**Direction 1**:
In the article on gender equality in science and engineering careers, what kind of interviews did Marita Haas conduct with women scientists in technical professions?
**Direction 2**:
Resume the article on gender equality in science and engineering careers directly after its final sentence.

**Source text**:
Top-down initiatives are needed to get things moving on gender equality, says social scientist Marita Haas. © Luiza Puiu/FWF

If a woman wants to succeed in a male-dominated professional field, she has to be ambitious and combative, she has to overcome social prejudice, she needs to adapt or come to terms with being different and should ideally have a supportive social environment. All of this and things along similar lines are what many women say when describing their career trajectories in science and engineering. The conclusion: what counts most is individual willpower and one's personal style of coping with obstacles in an environment in which women are still in the minority. “Decisions and career paths are often described in individual terms”, notes Marita Haas, “but they cannot be considered in isolation from external conditions and organisational structures”. In order to gain a deeper insight into the interdependence of individual and external gender factors in professional life, the social scientist investigated women’s biographies. One of the elements in her FWF-funded Firnberg project were biographical narrative interviews that Haas conducted with women scientists in technical professions.

Encouraging environment

“When people tell you their stories in this open way you learn a lot about the interconnections between a person’s biography and institutional and social framework conditions”, Haas says in explaining the advantages of this type of biographical research. The analyses show that, as a rule, women who opt for male-dominated professions have experienced an encouraging environment. Such an environment can be provided by the family, the school, a mentor or the organisation itself. This suggests that an open-minded approach makes it easier to pursue unusual career paths. If a woman has a sense of "the world is my oyster", this attitude usually springs from an education-friendly family environment which encouraged the offspring to try things out or opt for unorthodox paths. “Our results show that it is less a question of role models than of a certain unbiased approach to life and career planning”, explains Haas. According to the expert, the much-bemoaned lack of role models is less important than the lack of structures to anchor gender equality in relevant areas such as education and economic life.

Many efforts, meagre results

Numerous initiatives have been set up throughout Europe to get girls and young women interested in MINT subjects (mathematics, information science, natural sciences and technology). Gender equality is one of the 17 United Nations sustainability goals. However, in its biennial surveys the European Institute for Gender Equality has shown that real change is still hard to come by. “While we can see that ‘girls' days’ and mentoring programmes are perceived as supportive in an individual context, they have little impact on the overall situation”, affirms Marita Haas, who also advises companies and NGOs on the subject of gender and diversity. She considers it more important to address the question of what funding structures must look like if they are to foster cooperation on an equal footing or how recruitment processes are structured. According to Haas, this may include revising mentoring schemes by making the guidance work both ways. “New employees have a fresh perspective.” Haas emphasises that gender issues must be taken just as seriously as any other business objective in order to propel companies on the road towards equality. “This will only happen if it is implemented top-down or through quotas. I understand why quotas are criticised, but just watching how nothing happens is much worse.”

**Data extract**:
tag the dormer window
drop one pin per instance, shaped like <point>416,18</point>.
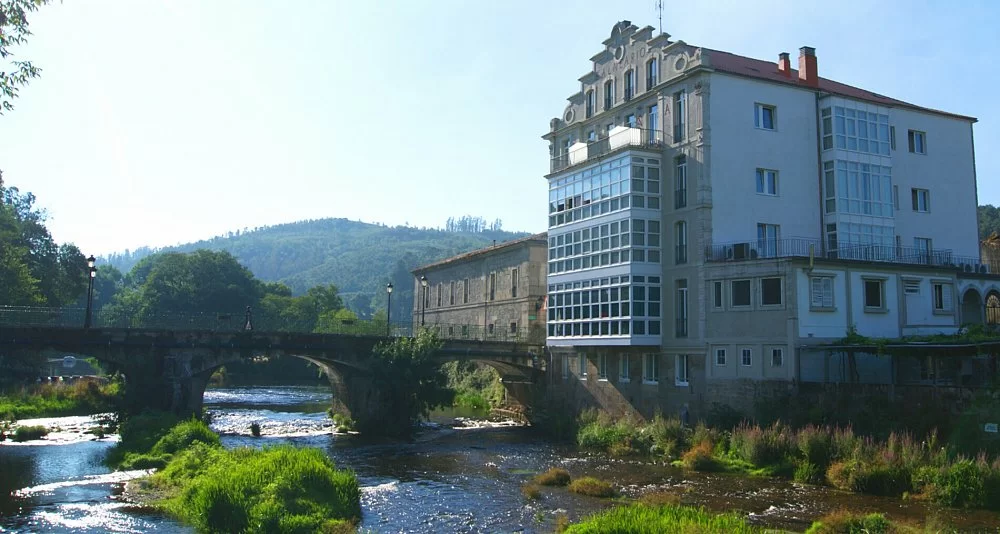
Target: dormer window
<point>652,73</point>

**Exercise output 1**:
Biographical narrative interviews.

**Exercise output 2**:
Stereotype role expectations prevail

In the interviews with women scientists in MINT fields, Haas identified predominantly 2 types of experiences: “I am different” and “my life is unexceptional”. “These are two sides of the same coin”, says Haas. That means women either highlighted their minority status and the obstacles associated with it, or they adapted to the prevailing culture on the basis of performance-oriented principles. The results go to show that gender is implicit in all rules and norms, says Marita Haas. “These structures seem so strong that the women can't help but tell a story that faces up to their being different.” The results of the project show that structural measures such as quotas and diversity initiatives are essential in order to abandon for good established gender roles and achieve the real goal, which is ensuring equal opportunities for women to have a share in power, earnings and decisions. Haas is convinced that scrutinising one's own biography can help in making career decisions regardless of gender identity. For young people, for instance, the decisive question could be: what am I right now, instead of what do I want to be?


Personal details Marita Haas is a social scientist with a focus on gender and biographical research. Until 2017 she held a Hertha-Firnberg position at the Institute for Management Sciences at TU Wien. Haas is a lecturer at various universities and advises organisations and companies on diversity and equality.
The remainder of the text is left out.